→ DESCRIPTION OF THE TASK:
Repeat all of the records verbatim.

→ MATERIAL PROVIDED:
>>>
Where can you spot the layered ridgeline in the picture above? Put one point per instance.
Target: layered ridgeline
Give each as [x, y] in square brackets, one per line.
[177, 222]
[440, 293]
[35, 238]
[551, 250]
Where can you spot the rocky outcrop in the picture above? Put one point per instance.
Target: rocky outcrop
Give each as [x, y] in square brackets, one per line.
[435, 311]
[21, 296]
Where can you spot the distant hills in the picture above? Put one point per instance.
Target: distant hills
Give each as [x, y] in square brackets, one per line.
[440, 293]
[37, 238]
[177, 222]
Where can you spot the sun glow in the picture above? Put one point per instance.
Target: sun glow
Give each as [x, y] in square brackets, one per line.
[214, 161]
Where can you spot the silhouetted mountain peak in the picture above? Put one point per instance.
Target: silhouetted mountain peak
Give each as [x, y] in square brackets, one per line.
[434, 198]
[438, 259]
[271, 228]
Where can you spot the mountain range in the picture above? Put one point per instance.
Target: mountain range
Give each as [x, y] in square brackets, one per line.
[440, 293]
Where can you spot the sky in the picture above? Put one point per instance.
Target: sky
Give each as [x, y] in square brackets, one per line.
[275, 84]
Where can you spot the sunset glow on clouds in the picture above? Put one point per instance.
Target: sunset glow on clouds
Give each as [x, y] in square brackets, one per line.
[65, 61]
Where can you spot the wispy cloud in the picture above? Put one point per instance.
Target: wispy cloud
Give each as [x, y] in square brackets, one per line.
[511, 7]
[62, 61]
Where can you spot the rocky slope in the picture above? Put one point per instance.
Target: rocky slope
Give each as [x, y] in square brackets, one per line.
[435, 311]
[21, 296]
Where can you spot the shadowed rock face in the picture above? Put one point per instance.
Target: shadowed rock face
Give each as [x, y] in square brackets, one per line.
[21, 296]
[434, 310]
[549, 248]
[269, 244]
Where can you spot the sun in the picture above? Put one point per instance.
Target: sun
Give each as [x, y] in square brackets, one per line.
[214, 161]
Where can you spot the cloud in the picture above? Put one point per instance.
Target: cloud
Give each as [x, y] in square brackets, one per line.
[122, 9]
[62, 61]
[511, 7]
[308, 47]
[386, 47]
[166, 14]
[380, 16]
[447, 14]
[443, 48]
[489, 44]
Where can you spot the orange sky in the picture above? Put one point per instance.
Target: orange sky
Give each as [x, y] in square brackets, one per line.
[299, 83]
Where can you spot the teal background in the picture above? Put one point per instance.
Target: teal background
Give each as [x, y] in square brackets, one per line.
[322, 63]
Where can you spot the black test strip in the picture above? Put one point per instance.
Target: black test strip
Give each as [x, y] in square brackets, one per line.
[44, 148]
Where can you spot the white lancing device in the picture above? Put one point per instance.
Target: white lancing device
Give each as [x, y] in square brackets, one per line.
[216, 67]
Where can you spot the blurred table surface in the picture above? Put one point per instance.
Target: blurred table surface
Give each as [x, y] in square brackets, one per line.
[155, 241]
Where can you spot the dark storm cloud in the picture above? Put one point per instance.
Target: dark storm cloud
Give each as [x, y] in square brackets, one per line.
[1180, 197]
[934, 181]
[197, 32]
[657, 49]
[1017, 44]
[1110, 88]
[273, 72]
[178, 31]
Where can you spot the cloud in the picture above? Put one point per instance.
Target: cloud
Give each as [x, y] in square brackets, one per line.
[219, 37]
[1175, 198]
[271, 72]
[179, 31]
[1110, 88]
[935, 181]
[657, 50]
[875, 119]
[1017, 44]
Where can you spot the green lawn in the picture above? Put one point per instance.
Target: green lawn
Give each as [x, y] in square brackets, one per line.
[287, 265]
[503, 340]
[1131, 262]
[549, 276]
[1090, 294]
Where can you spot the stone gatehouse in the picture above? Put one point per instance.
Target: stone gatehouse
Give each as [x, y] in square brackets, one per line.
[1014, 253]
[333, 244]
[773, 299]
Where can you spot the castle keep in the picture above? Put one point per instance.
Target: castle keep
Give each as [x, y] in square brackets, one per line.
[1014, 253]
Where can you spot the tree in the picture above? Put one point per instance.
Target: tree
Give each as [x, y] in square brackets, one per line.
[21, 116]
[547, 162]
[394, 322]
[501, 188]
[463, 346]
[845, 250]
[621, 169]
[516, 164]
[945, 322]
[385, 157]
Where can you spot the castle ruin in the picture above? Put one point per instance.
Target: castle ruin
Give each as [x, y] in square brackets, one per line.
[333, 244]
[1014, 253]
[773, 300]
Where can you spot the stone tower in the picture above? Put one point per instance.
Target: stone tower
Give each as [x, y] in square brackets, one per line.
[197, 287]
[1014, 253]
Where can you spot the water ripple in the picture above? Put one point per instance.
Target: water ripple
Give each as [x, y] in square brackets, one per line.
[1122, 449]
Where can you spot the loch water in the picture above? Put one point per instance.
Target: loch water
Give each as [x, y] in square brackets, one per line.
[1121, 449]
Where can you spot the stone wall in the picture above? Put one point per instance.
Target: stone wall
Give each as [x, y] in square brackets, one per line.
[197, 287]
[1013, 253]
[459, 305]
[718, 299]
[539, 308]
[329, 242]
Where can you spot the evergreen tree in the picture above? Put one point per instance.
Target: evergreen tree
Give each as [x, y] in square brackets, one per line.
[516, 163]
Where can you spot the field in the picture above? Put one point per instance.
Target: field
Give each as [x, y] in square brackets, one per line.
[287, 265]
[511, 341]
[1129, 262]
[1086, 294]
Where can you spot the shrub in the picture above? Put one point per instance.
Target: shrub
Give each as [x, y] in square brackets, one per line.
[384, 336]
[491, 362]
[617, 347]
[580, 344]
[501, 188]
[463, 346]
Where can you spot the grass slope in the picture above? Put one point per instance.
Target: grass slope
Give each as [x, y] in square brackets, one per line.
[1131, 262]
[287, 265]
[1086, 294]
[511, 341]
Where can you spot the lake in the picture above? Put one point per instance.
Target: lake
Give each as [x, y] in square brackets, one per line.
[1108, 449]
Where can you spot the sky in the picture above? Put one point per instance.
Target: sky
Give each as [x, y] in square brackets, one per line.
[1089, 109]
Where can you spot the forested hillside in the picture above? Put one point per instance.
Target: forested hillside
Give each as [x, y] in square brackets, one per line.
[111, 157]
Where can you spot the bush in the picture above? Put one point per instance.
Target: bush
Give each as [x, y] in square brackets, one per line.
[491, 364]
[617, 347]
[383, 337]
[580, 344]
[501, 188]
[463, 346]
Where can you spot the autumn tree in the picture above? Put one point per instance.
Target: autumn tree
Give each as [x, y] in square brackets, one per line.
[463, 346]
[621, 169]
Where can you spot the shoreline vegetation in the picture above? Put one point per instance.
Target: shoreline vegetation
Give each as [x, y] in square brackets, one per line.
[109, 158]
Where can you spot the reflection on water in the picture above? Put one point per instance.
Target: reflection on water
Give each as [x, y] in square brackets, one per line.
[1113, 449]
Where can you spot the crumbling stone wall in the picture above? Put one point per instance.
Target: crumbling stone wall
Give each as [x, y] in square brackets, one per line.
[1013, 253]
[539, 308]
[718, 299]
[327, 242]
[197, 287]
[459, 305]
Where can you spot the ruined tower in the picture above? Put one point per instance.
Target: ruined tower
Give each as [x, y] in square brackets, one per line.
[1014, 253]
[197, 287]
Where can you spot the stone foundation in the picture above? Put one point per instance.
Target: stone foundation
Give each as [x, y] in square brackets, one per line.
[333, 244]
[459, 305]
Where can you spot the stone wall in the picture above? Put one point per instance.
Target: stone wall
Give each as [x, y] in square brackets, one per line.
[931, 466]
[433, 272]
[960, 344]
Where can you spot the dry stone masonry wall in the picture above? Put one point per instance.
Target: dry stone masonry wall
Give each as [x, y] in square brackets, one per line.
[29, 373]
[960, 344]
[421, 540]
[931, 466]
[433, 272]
<<<
→ RESPONSE TO THE EXERCISE:
Where can you spot the layered ridgeline in the picture above? Put one point per instance.
Target: layered ridgeline
Give each as [x, y] in square brackets, one per line.
[177, 222]
[440, 293]
[35, 238]
[551, 250]
Where can you spot the rocky outcrop in the picture above? Put one point per instance.
Target: rocky outcrop
Give each as [x, y] in square brackets, one per line.
[435, 311]
[21, 296]
Where can you spot the distant hills in the picture above? Put one point per instance.
Target: distant hills
Give each as [x, y] in square brackets, one per line.
[440, 293]
[37, 238]
[177, 222]
Where can you spot the sun glow in the picture above? Put one point per instance.
Target: sun glow
Give each as [x, y] in square brackets, one per line.
[214, 161]
Where can you spot the silhouetted mountain peak in the picture above? Put one point per instance.
Target: silhouetted mountain peak
Give each as [x, y] in square brackets, one per line.
[434, 198]
[438, 259]
[271, 228]
Where can you spot the mountain range in the picture above? Put one point per instance.
Target: mountain range
Give each as [x, y] in square brackets, one per line.
[440, 293]
Where can you spot the sky in the picture above? Put one point per instance.
Target: sky
Give each as [x, y] in square brackets, one per line.
[275, 84]
Where can you spot the sunset glow on clouds in the picture above? Put one point per instance.
Target: sunset glow on clouds
Give each as [x, y] in square brackets, one per line.
[65, 61]
Where can you spot the wispy cloud in the picture above? Put one point per instance.
Target: wispy cloud
Give each as [x, y] in square brackets, one per line.
[511, 7]
[62, 61]
Where can you spot the rocky slope in the picture above? Put one point per instance.
Target: rocky slope
Give each as [x, y] in square brackets, one per line.
[435, 311]
[21, 296]
Where can you spot the shadowed rock face in the picture above? Put one point per instance.
Target: shadowed rock face
Give each as [x, y] in square brackets, one per line.
[21, 296]
[434, 310]
[549, 248]
[269, 244]
Where can you spot the sun in the picture above? Put one point per instance.
Target: sun
Give each as [x, y] in square brackets, one per line.
[214, 161]
Where can you spot the cloud in the picture above? Put one point per instance.
Target: cloud
Give each as [x, y] in square brackets, one per line.
[122, 9]
[62, 61]
[511, 7]
[308, 47]
[386, 47]
[166, 14]
[380, 16]
[447, 14]
[443, 48]
[489, 44]
Where can you spot the orange sky in the picture above? Put one point per instance.
Target: orange sky
Give each as [x, y] in square brackets, one per line.
[299, 83]
Where can you spot the teal background in the picture above? Put one point per instance.
Target: teal background
Give each as [x, y] in square brackets, one per line.
[322, 63]
Where can you spot the black test strip in the picture above? Put one point per instance.
Target: black test strip
Give each as [x, y] in square brackets, one per line.
[44, 148]
Where can you spot the white lancing device in the picture above? Put one point per instance.
Target: white lancing device
Give each as [x, y] in square brackets, one per line.
[216, 67]
Where can you spot the blurred table surface in the picture above? Put one point per instance.
Target: blurred table surface
Give each as [x, y] in square brackets, one per line.
[155, 241]
Where can you spot the dark storm cloud in the picture above? Put one point per instance.
Target: dark storm cloud
Give each as [x, y] in square brackets, one per line.
[1180, 197]
[934, 181]
[197, 32]
[657, 49]
[1017, 44]
[1110, 88]
[273, 72]
[178, 31]
Where can you spot the cloud in the picture above? Put one point per instance.
Target: cloud
Give each as [x, y] in square brackets, one per line.
[219, 37]
[1175, 198]
[271, 72]
[179, 31]
[1110, 88]
[935, 181]
[657, 50]
[875, 119]
[1017, 44]
Where can you spot the green lawn in the picture above? Put one point per instance.
Target: green lawn
Give each as [x, y] in square brackets, one per line.
[287, 265]
[503, 340]
[1131, 262]
[549, 276]
[1090, 294]
Where can you spot the stone gatehouse in the picture above? Put one point per instance.
Target: stone gatehouse
Give each as [x, y] in square brackets, one per line.
[1014, 253]
[333, 244]
[773, 299]
Where can you spot the castle keep in the picture above? Put one point per instance.
Target: castle keep
Give each as [x, y] in square brackets, one per line.
[1014, 253]
Where can you spot the tree in the picture above? Put one point per instance.
Target: tree
Give each as [x, y] in square brackets, one per line.
[21, 116]
[547, 162]
[394, 322]
[501, 188]
[463, 346]
[845, 250]
[621, 169]
[516, 164]
[945, 322]
[385, 157]
Where can you spot the castle ruin in the picture above? Put one point per instance.
Target: castle ruin
Give each as [x, y] in square brackets, one per line.
[333, 244]
[1014, 253]
[773, 300]
Where can you spot the stone tower in the picture above? Put one point per instance.
Target: stone tower
Give each as [x, y] in square brackets, one per line.
[197, 287]
[1014, 253]
Where can you spot the water ripple in the picture above? Put one point per instance.
Target: water ripple
Give each as [x, y] in square brackets, one per line.
[1122, 449]
Where can you spot the loch water in the picture above? Put one point per instance.
Target: loch water
Give each as [x, y] in square brackets, one per line.
[1121, 449]
Where can you spot the stone wall in the picture above? Put one point per instance.
Target: stone wall
Give each as [x, y] in square brackets, one per line.
[197, 287]
[1013, 253]
[459, 305]
[718, 299]
[539, 308]
[329, 242]
Where can you spot the evergreen tree in the picture above? Put one point per instance.
Target: evergreen tree
Give each as [x, y] in square brackets, one per line.
[516, 163]
Where can you spot the field in the picture above? Put one point per instance.
Target: field
Give each as [x, y] in square brackets, one per line.
[287, 265]
[511, 341]
[1129, 262]
[1086, 294]
Where can you spot the shrub in the picture above? Put one point per instance.
Target: shrub
Give each as [x, y] in square brackets, one per line.
[384, 336]
[491, 362]
[617, 347]
[580, 344]
[501, 188]
[463, 346]
Where can you spot the grass slope in the picture above? Put one point per instance.
Target: grass slope
Give each as [x, y] in square brackets, one per line.
[1131, 262]
[287, 265]
[1086, 294]
[511, 341]
Where can you spot the lake in the picture above? Put one point per instance.
Target: lake
Give each as [x, y] in square brackets, one per line.
[1108, 449]
Where can you spot the sky in the picture above? Put one point per instance.
Target: sky
Give each as [x, y] in square brackets, one per line.
[1089, 109]
Where can you spot the forested hillside in the picture above? Put one point per instance.
Target: forested hillside
Give each as [x, y] in square brackets, one per line.
[111, 157]
Where can you spot the bush in the picture above? Put one point per instance.
Target: bush
Give each as [x, y] in square brackets, one per line.
[491, 364]
[617, 347]
[383, 337]
[580, 344]
[501, 188]
[463, 346]
Where can you spot the autumn tree in the picture above? Put one point per instance.
Target: autumn tree
Give each as [x, y] in square brackets, one per line.
[463, 346]
[621, 169]
Where can you spot the shoreline vegetation in the picture above? Put one point per instance.
Target: shoreline vegetation
Give each as [x, y] in square brackets, one per line.
[109, 158]
Where can you spot the reflection on water in the picture above? Put one point per instance.
Target: reflection on water
Give each as [x, y] in square brackets, one per line.
[1113, 449]
Where can you spot the crumbling stone wall in the picture above? Put one point per instance.
Target: crumbling stone wall
Give each as [x, y] in square brackets, one per line.
[1013, 253]
[539, 308]
[718, 299]
[327, 242]
[197, 287]
[459, 305]
Where can you spot the ruined tower in the picture above? Put one point per instance.
Target: ruined tower
Give each as [x, y] in square brackets, one per line.
[1014, 253]
[197, 287]
Where can you spot the stone foundation in the picture above? Put one point per instance.
Target: stone foundation
Give each as [x, y] in square brackets, one per line.
[333, 244]
[459, 305]
Where can you spot the stone wall in the picture above? Put one point per instance.
Target: stone wall
Give each as [x, y] in square brackets, one per line.
[931, 466]
[433, 272]
[960, 344]
Where can you spot the dry stone masonry wall in the picture above? Put one point per instance.
Target: dry stone masonry wall
Give each as [x, y] in square brackets, one per line.
[29, 373]
[960, 344]
[421, 540]
[931, 466]
[433, 272]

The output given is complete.